Transcribe every record verbatim; no pictures.

----

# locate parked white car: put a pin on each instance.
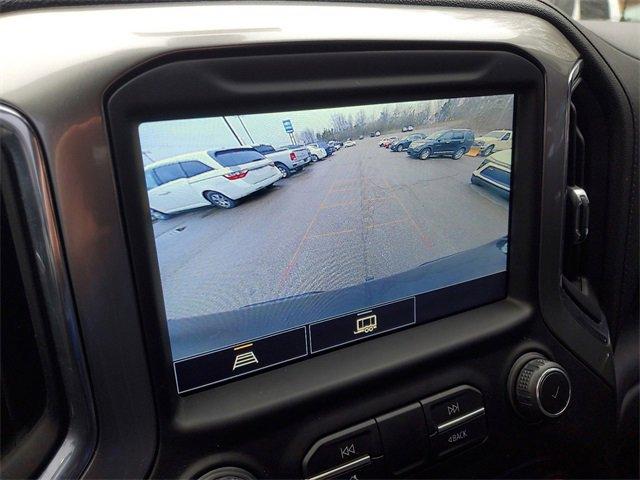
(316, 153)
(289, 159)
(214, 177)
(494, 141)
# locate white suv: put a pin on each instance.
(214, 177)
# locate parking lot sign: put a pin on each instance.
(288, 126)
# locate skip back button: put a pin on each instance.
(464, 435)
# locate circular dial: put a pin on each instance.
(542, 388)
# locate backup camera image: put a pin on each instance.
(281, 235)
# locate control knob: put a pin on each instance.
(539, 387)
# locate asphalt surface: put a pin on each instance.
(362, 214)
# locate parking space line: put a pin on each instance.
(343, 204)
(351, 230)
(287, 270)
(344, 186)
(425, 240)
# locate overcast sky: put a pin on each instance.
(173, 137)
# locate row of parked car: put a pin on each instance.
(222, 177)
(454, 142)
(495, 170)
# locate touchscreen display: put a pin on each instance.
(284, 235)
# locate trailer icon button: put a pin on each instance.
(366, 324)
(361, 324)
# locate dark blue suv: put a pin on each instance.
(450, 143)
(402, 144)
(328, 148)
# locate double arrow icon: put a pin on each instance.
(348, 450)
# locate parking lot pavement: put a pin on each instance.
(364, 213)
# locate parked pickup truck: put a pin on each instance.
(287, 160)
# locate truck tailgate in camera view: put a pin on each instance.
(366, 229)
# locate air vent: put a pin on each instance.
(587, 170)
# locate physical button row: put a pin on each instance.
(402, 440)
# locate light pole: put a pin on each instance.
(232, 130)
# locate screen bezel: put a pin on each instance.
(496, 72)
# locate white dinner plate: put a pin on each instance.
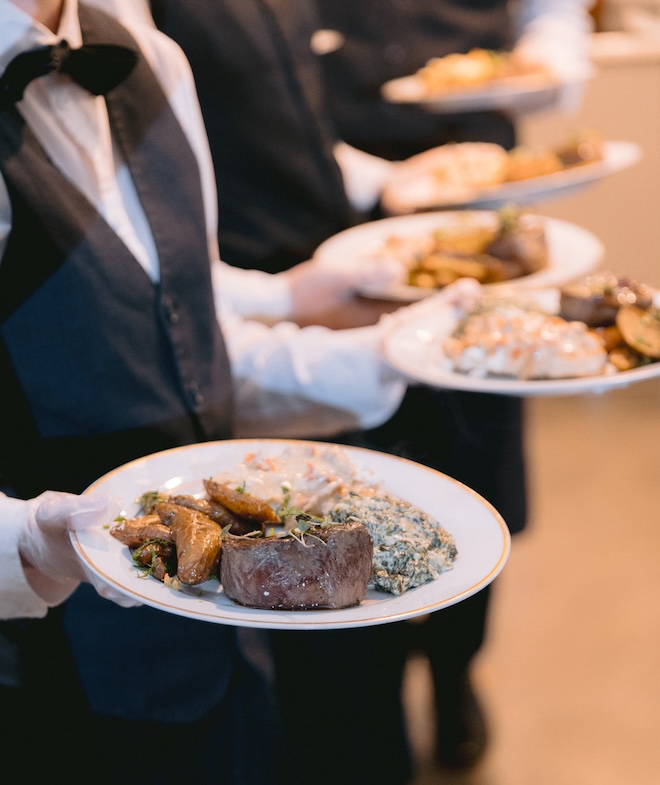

----

**Completed task:**
# locate parked white car: put a pin on each instance.
(316, 153)
(289, 159)
(214, 177)
(494, 141)
# locate white suv: put a pin on each instance.
(214, 177)
# locate parking lot sign: put a pin on each instance.
(288, 126)
# locate skip back button: put a pin on each instance.
(464, 435)
# locate circular dial: put a pin on each instance.
(542, 388)
# locate backup camera image: put a pin on each instance.
(281, 235)
# locate control knob: put a pin on each instance.
(539, 387)
# locate asphalt surface: put a pin on each instance.
(362, 214)
# locate parking space line: put a pin on each instance.
(343, 204)
(351, 230)
(287, 270)
(344, 186)
(425, 240)
# locate overcast sky: put a pin on each instance.
(173, 137)
# locate row of parked car: put a pin on each instance.
(222, 177)
(454, 142)
(495, 170)
# locate touchscreen display: put a pin on each instance.
(284, 235)
# locate trailer icon button: put a pin on each instance.
(366, 324)
(361, 324)
# locate dark blue suv: put a pin on each instance.
(450, 143)
(402, 144)
(328, 148)
# locate double arrow icon: put a pin on each instance.
(348, 450)
# locate parking lot pavement: put a pin on each instance.
(364, 213)
# locate parked pickup truck: put a pin on each instance.
(287, 160)
# locate truck tailgate in camera view: put a pin on each instance.
(366, 229)
# locate air vent: put a pin on each instance.
(587, 170)
# locate physical button row: put a pin on each instance.
(402, 440)
# locate light pole: put a pin on each instance.
(232, 130)
# locate screen bezel: put a pin on each instance.
(496, 72)
# locate white dinner plate: put a pin on each instance.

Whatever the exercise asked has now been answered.